[Referring expression pointing data]
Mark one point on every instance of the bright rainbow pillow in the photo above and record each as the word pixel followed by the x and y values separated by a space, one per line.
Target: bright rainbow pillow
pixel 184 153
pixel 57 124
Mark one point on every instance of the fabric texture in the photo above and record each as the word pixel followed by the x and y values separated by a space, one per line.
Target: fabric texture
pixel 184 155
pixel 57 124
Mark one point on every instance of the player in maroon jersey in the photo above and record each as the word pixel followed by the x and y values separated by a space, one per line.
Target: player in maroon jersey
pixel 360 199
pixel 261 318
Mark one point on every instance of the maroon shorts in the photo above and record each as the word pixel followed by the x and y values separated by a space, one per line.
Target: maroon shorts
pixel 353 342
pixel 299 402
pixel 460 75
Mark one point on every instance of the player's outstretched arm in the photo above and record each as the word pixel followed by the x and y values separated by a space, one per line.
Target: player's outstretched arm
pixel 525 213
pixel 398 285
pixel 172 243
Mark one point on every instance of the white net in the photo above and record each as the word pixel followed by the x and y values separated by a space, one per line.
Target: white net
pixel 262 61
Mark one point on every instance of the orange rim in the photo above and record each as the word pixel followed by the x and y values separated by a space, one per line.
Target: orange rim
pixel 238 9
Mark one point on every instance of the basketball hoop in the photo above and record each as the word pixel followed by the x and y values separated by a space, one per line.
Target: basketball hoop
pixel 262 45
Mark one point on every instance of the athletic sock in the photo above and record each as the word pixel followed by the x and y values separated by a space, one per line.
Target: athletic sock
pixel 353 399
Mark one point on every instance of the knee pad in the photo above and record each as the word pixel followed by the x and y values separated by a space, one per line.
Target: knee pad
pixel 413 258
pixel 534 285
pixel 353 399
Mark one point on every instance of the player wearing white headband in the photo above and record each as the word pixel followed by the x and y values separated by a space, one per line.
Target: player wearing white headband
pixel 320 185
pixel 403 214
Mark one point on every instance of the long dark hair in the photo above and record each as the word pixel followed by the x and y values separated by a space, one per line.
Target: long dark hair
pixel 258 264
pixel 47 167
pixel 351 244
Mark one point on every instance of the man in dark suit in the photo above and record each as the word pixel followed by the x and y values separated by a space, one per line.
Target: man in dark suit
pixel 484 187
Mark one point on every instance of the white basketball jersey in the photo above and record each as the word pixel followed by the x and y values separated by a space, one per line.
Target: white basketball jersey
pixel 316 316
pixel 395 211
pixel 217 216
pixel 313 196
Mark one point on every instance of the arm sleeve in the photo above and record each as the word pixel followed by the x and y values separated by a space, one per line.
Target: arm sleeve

**Assignment:**
Each record is to be repeated word for word, with none skipped.

**Output of the task:**
Mark one point on every instance of the bright rainbow pillow in the photo above and record each as the word pixel followed by the x and y values separated by a space, one per line.
Target: bright rainbow pillow
pixel 184 153
pixel 57 124
Mark one point on every instance of the fabric texture in the photo above and record each as the word pixel followed by the x and y values separated by a space, one per line.
Target: fabric texture
pixel 184 155
pixel 57 124
Mark one point on every instance of the player in maroon jersey in the photo above and record each as the word pixel followed by the x and y values separated by a space, one per line.
Target: player in maroon jersey
pixel 360 199
pixel 261 318
Mark one point on every instance of the maroon shorts in the photo above and record each as the word pixel followed by the x and y values separated by a space, one per line.
Target: maroon shorts
pixel 353 342
pixel 299 402
pixel 460 75
Mark one point on every instance of the player's outstretched arm in the photo above and record each as the word pixel followed by the x and y values separated by a space, one per line.
Target: player's outstretched arm
pixel 525 213
pixel 398 285
pixel 172 243
Mark one point on every instance of the white net in the photo above and record each as the word pixel followed by the x and y values separated by a space, one per line.
Target: white net
pixel 262 61
Mark one point on every instance of the orange rim in the photo above and record each as the word pixel followed by the x and y values separated by a space, one per line.
Target: orange rim
pixel 238 9
Mark one point on every instance of the basketball hoop in the photo above and record each as the word pixel followed by the x and y values separated by a space, one per line.
Target: basketball hoop
pixel 262 45
Mark one point on every instance of the athletic sock in the photo above and record each as the word pixel followed by the x and y values separated by a space, one per line.
Target: athletic sock
pixel 353 399
Mark one point on every instance of the knee pad in the photo above and record each as the word pixel followed by the x and y values separated by a space, one per line.
Target: knee pad
pixel 413 258
pixel 534 285
pixel 353 399
Mark one point on every instance of the player wearing white headband in the photo above and record each as the word pixel followed by the x and y values separated by a space, one per line.
Target: player wearing white headband
pixel 320 185
pixel 403 214
Mark one point on every instance of the long dark hair in the photo above and record each as the word pixel followed by the x and y values separated by a space, one per line.
Target: long dark hair
pixel 258 264
pixel 47 167
pixel 351 244
Mark one point on every instance of the man in dark suit in the photo above and record each as the word pixel followed by the x and y values separated by a space, one per line.
Target: man in dark suit
pixel 484 187
Mark one point on every instance of the white basketball jersey in the photo above and record each as the word pixel followed by the x and y values separated by a space, one per line.
Target: white basketball jersey
pixel 316 316
pixel 395 211
pixel 217 216
pixel 313 196
Mark one point on every instance of the arm sleeve in the photo above and record each as the word pixel followed by the x and y values separated by a space, one per line.
Target: arm sleeve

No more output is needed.